MLOps

Overview

Planwise employs MLOps (Machine Learning Operations) practices to streamline the development, deployment, and maintenance of our recommendation models. This document outlines our approach to model versioning, training, evaluation, and deployment.

Model Lifecycle Management

Model Development

Our model development process follows these steps:

Data Preparation: Process and clean data from various sources
Experimentation: Test different algorithms and hyperparameters
Training: Train models on prepared datasets
Evaluation: Assess model performance using metrics
Validation: Validate models against business requirements

Model Storage

We version and store all model artifacts in a standardized way:

Directory Structure:

models/
├── autoencoder/
│   ├── v1.0.0/
│   │   ├── model.h5
│   │   ├── scaler.save
│   │   └── metadata.json
│   └── v1.1.0/
│       └── ...

● **TASK REQUIREMENTS**
1. In the MLOps document, which step directly follows Evaluation in the model development process?
2. Continue the MLOps document from its last line.

● **INFORMATION SUPPLIED**

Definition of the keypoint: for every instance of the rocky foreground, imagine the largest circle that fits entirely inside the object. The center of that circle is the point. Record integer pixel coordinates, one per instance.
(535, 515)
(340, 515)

● **EXERCISE RESULTS**
1. Validation, which validates models against business requirements.

2.
├── svd/
│   └── ...
├── transfer/
│   └── ...
└── embeddings/
    └── ...

Metadata File Example:

{
  "model_name": "autoencoder_recommender",
  "version": "1.0.0",
  "created_at": "2023-05-15T10:30:00Z",
  "framework": "tensorflow",
  "framework_version": "2.10.0",
  "python_version": "3.10.4",
  "input_shape": [29],
  "performance": {
    "validation_loss": 0.142,
    "test_loss": 0.157
  },
  "hyperparameters": {
    "hidden_layers": [16, 8, 16],
    "learning_rate": 0.001,
    "dropout_rate": 0.2,
    "epochs": 100
  },
  "training_dataset": "final_users_over_20_categories.csv",
  "description": "Denoising autoencoder with 3 hidden layers"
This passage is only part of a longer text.